#### The task:
Reproduce word for word every line of the entries below, from the line with "Place one keypoint on each instance of the car door" through the last line of the entries.

* start Record excerpts *

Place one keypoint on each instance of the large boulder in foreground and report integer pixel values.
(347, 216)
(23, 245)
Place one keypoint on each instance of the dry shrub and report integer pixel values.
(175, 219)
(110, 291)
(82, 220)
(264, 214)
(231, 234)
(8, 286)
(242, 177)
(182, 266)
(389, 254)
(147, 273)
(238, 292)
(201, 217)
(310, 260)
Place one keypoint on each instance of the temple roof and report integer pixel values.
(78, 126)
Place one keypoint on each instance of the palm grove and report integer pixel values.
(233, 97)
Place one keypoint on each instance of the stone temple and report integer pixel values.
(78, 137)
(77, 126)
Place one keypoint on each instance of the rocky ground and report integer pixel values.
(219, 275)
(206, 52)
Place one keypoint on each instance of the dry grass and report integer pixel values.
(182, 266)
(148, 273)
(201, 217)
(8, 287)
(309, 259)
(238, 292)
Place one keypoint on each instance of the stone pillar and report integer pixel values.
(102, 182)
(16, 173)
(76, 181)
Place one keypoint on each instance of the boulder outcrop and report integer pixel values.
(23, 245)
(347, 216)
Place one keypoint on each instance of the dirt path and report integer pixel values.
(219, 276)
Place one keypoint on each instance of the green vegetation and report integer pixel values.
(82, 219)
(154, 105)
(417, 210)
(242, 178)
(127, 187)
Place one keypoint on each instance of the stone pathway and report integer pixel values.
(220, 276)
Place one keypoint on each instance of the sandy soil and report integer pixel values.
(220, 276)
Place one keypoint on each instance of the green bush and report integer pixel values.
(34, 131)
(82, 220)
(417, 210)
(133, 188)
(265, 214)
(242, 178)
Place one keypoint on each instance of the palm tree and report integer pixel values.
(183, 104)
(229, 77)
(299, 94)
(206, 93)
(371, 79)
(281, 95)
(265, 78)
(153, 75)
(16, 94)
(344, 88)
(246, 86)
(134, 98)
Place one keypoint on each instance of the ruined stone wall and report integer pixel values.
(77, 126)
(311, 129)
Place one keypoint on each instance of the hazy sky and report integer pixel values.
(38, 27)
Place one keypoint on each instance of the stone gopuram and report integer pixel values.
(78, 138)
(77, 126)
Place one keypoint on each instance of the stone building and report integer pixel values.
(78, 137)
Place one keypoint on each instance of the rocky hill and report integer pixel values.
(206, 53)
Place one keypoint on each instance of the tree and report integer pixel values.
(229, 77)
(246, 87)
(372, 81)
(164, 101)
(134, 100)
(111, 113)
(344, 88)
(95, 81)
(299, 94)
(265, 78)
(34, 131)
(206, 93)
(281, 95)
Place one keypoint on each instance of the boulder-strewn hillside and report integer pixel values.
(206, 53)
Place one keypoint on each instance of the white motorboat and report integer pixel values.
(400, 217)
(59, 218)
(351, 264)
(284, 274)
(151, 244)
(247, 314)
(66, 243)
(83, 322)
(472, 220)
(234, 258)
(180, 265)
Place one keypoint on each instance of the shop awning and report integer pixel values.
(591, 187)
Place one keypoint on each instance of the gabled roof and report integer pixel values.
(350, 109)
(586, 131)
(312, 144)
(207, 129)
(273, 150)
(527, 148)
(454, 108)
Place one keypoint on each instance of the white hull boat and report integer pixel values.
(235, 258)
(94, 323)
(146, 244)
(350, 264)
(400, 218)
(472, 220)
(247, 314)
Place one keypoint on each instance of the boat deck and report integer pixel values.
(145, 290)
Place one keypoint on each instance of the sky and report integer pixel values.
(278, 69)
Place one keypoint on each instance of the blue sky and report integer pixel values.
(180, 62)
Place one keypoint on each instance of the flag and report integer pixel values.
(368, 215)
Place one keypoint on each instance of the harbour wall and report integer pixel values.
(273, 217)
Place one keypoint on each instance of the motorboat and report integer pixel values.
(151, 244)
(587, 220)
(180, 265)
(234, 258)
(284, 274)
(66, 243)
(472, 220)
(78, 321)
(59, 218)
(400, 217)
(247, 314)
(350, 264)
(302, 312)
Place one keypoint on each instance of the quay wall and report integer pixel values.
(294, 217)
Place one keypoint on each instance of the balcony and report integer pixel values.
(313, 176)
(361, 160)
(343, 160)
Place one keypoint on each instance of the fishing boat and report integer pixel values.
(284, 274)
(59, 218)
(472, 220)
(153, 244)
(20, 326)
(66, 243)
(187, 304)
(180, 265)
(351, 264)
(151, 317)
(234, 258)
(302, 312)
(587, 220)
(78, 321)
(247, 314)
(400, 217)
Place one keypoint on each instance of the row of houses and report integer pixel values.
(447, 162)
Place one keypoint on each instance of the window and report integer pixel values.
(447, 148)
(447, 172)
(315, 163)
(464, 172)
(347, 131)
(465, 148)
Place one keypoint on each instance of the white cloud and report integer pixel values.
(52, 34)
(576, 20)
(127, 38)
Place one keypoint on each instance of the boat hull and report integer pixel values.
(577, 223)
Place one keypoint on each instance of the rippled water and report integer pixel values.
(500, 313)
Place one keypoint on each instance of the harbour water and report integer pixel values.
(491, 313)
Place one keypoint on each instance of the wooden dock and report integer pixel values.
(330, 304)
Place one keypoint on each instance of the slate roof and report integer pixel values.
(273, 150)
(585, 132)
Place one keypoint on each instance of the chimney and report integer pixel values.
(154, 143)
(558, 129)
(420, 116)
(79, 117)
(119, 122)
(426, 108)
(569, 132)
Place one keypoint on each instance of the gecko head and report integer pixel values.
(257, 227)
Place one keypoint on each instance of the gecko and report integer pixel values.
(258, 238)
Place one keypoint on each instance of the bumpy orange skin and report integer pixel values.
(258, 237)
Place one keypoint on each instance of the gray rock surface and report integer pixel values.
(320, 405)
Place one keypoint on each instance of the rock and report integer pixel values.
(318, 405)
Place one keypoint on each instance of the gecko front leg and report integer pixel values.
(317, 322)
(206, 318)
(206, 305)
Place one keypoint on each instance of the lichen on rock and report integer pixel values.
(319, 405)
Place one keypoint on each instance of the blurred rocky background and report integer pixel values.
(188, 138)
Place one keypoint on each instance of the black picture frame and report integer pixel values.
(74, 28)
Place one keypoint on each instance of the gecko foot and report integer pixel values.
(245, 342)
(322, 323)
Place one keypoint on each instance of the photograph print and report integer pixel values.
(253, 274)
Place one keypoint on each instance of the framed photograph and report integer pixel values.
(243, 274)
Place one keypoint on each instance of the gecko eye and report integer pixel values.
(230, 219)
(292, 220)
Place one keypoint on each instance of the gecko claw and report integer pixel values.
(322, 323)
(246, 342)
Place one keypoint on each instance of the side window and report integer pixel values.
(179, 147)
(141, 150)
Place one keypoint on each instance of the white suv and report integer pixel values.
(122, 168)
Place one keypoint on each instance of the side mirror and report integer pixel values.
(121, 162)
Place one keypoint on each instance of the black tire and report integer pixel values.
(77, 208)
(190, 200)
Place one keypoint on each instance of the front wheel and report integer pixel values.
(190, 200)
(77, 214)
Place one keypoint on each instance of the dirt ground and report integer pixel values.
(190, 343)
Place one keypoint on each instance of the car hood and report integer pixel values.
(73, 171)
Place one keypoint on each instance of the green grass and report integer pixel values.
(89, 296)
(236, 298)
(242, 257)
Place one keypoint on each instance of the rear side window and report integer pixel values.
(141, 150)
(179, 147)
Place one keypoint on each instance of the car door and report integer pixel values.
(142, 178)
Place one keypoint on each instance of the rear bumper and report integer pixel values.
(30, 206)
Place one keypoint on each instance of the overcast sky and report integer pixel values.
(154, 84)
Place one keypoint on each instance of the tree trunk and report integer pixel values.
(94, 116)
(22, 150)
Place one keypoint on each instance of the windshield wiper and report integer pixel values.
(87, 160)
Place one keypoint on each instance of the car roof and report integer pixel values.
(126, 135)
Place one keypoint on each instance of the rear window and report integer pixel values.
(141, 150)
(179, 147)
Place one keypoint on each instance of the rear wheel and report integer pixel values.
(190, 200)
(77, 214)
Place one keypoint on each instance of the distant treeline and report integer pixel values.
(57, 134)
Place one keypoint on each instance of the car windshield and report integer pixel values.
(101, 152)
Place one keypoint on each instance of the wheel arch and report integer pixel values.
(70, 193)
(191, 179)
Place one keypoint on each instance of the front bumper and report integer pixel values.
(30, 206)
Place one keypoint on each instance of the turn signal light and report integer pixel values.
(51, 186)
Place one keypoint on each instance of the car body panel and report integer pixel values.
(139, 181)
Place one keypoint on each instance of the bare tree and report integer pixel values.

* end Record excerpts *

#### Problem solution:
Place one keypoint on each instance of the car door and report integer pixel values.
(142, 178)
Place one keypoint on each instance of the rear bumper and report integer pixel values.
(30, 206)
Place one keypoint on each instance of the overcast sky and report integer pixel values.
(154, 84)
Place one keypoint on each instance of the tree trunk and report integer pixel values.
(94, 116)
(22, 150)
Place one keypoint on each instance of the windshield wiper and report integer pixel values.
(87, 160)
Place one keypoint on each instance of the car roof and report integer pixel values.
(126, 135)
Place one keypoint on each instance of the rear window and report integer pixel values.
(141, 150)
(179, 147)
Place one keypoint on each instance of the rear wheel and report integer pixel values.
(190, 200)
(77, 214)
Place one keypoint on each instance of the distant treeline and report integer pixel values.
(57, 134)
Place one keypoint on each instance of the car windshield and report integer pixel values.
(101, 152)
Place one keypoint on each instance of the wheel arch and report integer pixel values.
(70, 193)
(191, 179)
Place one keypoint on each instance of the front bumper and report integer pixel values.
(30, 206)
Place one keypoint on each instance of the turn signal light and report integer pixel values.
(51, 186)
Place one keypoint on each instance of the car body panel and report integer pixel values.
(139, 181)
Place one keypoint on each instance of the bare tree and report integer pixel values.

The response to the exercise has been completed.